## WHAT TO PRODUCE
Among the lines below, take the one holding "Give the mask of the boy's", the one holding "Give the mask of the green", and all lines between them. Set them down exactly.
** MATERIAL PROVIDED follows **
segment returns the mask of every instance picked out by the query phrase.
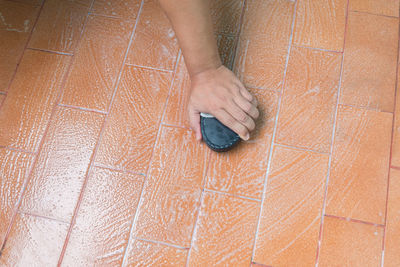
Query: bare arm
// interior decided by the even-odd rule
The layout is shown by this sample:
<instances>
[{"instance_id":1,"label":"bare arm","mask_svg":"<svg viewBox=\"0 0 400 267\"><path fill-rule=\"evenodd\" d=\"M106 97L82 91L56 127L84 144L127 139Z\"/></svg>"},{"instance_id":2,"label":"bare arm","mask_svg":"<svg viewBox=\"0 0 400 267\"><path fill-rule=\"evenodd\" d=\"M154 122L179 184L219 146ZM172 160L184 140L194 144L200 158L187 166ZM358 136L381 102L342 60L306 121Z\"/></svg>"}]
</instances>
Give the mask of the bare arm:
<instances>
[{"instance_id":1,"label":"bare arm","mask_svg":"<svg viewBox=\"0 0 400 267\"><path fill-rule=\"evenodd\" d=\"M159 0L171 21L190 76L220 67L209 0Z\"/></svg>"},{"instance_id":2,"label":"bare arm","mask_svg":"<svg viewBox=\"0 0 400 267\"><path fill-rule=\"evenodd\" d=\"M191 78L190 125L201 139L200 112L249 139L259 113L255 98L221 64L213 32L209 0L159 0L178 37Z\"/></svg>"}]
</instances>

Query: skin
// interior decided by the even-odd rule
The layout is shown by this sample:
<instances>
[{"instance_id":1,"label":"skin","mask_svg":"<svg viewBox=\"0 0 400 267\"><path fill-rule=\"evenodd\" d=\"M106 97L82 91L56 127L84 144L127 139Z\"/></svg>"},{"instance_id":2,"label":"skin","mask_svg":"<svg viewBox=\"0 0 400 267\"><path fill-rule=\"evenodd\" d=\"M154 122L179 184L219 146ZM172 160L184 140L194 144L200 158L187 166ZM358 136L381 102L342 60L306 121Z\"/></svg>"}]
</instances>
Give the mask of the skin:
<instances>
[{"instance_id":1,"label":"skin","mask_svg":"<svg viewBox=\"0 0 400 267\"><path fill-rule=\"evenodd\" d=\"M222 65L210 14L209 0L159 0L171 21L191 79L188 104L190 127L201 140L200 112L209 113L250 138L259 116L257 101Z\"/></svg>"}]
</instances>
** End of MATERIAL PROVIDED **
** MATERIAL PROVIDED follows **
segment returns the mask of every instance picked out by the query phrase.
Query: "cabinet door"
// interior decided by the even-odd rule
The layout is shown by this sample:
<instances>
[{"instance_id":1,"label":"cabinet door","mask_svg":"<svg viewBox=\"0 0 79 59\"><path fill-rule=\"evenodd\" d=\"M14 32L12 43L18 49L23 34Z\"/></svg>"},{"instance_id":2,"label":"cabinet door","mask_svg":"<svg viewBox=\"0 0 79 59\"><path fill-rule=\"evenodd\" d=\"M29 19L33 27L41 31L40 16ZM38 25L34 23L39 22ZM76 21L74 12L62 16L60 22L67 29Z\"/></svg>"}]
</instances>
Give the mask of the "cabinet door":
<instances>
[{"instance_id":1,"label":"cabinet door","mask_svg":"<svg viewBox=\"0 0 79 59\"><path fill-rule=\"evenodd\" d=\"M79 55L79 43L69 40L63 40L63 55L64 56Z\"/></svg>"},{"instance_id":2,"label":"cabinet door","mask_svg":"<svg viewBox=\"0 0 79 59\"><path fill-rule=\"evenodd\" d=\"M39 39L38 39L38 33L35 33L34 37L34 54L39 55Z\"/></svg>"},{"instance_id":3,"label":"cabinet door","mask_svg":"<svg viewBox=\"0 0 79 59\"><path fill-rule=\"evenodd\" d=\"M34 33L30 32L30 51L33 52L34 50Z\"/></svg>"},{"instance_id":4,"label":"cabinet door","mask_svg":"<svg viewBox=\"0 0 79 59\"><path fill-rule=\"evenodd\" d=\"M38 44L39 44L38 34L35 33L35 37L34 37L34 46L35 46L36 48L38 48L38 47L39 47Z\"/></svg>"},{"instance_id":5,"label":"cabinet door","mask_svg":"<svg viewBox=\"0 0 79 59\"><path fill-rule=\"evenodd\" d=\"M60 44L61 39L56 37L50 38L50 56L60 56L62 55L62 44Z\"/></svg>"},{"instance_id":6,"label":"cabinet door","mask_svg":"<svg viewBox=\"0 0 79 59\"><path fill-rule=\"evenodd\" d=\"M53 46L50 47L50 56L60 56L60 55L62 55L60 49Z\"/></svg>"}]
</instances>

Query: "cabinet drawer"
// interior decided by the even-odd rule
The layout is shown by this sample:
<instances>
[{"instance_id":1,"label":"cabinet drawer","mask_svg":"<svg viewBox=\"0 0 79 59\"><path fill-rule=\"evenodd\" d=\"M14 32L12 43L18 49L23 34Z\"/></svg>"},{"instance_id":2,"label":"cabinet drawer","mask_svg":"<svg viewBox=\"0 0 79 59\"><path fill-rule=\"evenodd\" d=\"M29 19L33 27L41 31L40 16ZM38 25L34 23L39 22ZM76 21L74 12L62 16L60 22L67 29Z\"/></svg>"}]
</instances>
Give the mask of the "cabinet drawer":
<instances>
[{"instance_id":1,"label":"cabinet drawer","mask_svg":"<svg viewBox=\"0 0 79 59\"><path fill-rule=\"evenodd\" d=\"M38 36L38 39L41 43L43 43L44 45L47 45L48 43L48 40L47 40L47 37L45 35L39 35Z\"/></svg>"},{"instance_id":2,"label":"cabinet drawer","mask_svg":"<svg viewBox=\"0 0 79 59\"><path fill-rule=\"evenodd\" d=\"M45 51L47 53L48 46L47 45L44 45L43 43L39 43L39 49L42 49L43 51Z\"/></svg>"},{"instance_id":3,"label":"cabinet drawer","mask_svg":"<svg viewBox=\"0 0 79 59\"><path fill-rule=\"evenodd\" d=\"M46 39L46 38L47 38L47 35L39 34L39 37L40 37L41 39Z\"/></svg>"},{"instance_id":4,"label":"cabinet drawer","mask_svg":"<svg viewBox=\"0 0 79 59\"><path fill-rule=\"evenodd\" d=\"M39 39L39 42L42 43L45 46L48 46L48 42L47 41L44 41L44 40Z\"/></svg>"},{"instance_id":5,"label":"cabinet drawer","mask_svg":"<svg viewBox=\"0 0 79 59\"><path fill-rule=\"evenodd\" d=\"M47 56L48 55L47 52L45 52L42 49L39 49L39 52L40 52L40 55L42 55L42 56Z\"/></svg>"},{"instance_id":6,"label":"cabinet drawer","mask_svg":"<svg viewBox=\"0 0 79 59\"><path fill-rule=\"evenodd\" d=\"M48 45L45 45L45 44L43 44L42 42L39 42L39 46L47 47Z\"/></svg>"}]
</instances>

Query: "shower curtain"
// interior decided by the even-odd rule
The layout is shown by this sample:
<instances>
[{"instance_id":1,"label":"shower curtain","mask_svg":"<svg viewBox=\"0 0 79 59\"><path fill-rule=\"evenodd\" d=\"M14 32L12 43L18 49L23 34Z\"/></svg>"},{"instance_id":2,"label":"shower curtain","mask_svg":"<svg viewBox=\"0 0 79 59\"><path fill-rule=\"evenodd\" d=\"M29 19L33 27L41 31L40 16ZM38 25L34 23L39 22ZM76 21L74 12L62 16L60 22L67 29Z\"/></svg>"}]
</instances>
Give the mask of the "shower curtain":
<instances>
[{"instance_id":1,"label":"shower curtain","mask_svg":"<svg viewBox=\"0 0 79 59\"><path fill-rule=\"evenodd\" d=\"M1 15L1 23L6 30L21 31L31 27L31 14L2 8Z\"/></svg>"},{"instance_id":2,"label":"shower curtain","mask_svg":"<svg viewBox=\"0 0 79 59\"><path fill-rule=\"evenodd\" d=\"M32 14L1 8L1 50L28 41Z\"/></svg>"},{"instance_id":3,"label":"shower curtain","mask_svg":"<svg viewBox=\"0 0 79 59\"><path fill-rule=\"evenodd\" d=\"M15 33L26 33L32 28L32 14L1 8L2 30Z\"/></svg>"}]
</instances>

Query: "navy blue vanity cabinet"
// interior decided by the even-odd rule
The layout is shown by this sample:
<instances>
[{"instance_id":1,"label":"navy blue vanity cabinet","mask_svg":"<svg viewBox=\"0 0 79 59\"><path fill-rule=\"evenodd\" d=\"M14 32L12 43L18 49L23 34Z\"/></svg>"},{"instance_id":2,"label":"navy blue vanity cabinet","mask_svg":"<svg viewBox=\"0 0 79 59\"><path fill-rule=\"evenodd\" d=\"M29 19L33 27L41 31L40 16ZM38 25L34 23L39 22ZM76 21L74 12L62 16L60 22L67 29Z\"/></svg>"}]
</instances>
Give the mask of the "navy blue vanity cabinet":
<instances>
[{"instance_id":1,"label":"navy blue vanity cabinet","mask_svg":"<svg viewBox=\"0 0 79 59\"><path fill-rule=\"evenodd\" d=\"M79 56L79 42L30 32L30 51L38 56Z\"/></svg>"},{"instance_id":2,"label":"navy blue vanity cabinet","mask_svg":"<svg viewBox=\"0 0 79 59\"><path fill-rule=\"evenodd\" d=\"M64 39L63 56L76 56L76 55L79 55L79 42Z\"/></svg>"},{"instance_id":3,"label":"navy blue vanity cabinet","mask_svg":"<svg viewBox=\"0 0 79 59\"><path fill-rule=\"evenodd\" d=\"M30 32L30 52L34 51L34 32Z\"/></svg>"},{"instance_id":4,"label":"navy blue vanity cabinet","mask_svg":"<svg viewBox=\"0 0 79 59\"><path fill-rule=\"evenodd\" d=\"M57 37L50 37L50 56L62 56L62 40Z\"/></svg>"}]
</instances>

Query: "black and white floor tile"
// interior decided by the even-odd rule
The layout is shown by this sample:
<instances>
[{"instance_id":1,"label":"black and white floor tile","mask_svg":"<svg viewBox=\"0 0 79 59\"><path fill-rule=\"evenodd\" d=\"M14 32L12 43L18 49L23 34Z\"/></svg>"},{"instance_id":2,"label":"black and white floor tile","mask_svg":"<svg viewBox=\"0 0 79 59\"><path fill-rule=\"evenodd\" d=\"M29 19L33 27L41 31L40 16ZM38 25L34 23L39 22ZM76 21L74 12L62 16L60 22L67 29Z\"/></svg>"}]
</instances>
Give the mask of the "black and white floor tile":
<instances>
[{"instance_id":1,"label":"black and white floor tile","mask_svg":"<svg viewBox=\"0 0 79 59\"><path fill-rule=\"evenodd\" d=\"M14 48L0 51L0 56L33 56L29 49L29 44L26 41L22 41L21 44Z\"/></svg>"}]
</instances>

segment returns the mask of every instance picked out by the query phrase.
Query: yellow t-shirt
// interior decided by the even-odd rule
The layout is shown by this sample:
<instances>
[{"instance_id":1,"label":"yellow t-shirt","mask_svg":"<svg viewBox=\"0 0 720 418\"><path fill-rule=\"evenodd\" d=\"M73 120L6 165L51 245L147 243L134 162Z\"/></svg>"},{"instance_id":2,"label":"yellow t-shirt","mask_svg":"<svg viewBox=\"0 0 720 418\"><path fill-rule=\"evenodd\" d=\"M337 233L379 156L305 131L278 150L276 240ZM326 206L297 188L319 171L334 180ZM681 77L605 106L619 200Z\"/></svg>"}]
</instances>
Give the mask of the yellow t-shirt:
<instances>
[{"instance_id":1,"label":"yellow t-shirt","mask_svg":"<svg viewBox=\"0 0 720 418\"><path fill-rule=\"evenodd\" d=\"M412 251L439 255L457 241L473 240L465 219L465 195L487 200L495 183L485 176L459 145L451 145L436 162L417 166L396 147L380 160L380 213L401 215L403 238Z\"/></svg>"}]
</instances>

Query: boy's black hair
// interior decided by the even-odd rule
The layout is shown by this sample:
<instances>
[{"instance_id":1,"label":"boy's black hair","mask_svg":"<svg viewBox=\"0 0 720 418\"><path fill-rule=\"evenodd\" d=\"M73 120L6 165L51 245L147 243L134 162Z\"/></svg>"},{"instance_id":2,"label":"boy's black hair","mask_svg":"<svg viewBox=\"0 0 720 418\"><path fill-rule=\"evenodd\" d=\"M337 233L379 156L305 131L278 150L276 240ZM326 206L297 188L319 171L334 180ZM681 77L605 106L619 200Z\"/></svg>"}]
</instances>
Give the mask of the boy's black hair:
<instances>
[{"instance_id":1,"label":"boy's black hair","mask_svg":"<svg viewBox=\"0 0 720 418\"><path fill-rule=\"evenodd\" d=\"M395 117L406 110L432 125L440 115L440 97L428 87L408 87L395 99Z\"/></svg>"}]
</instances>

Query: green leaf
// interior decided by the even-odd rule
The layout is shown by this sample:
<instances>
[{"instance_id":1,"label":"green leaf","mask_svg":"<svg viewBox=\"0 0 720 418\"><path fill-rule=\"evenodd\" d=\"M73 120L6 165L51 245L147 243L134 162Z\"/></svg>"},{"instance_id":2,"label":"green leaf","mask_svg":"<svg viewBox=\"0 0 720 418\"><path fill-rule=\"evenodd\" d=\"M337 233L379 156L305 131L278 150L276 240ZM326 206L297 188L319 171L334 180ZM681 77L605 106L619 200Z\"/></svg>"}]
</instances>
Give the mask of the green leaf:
** End of MATERIAL PROVIDED **
## EXERCISE RESPONSE
Give the mask of the boy's black hair:
<instances>
[{"instance_id":1,"label":"boy's black hair","mask_svg":"<svg viewBox=\"0 0 720 418\"><path fill-rule=\"evenodd\" d=\"M395 117L406 110L432 125L440 115L440 97L428 87L408 87L395 99Z\"/></svg>"}]
</instances>

Query: green leaf
// interior decided by the even-odd rule
The layout is shown by this sample:
<instances>
[{"instance_id":1,"label":"green leaf","mask_svg":"<svg viewBox=\"0 0 720 418\"><path fill-rule=\"evenodd\" d=\"M73 120L6 165L51 245L147 243L134 162Z\"/></svg>"},{"instance_id":2,"label":"green leaf","mask_svg":"<svg viewBox=\"0 0 720 418\"><path fill-rule=\"evenodd\" d=\"M337 233L379 156L305 131L278 150L276 240ZM326 206L297 188L319 171L334 180ZM681 77L605 106L619 200Z\"/></svg>"}]
</instances>
Give the mask of the green leaf:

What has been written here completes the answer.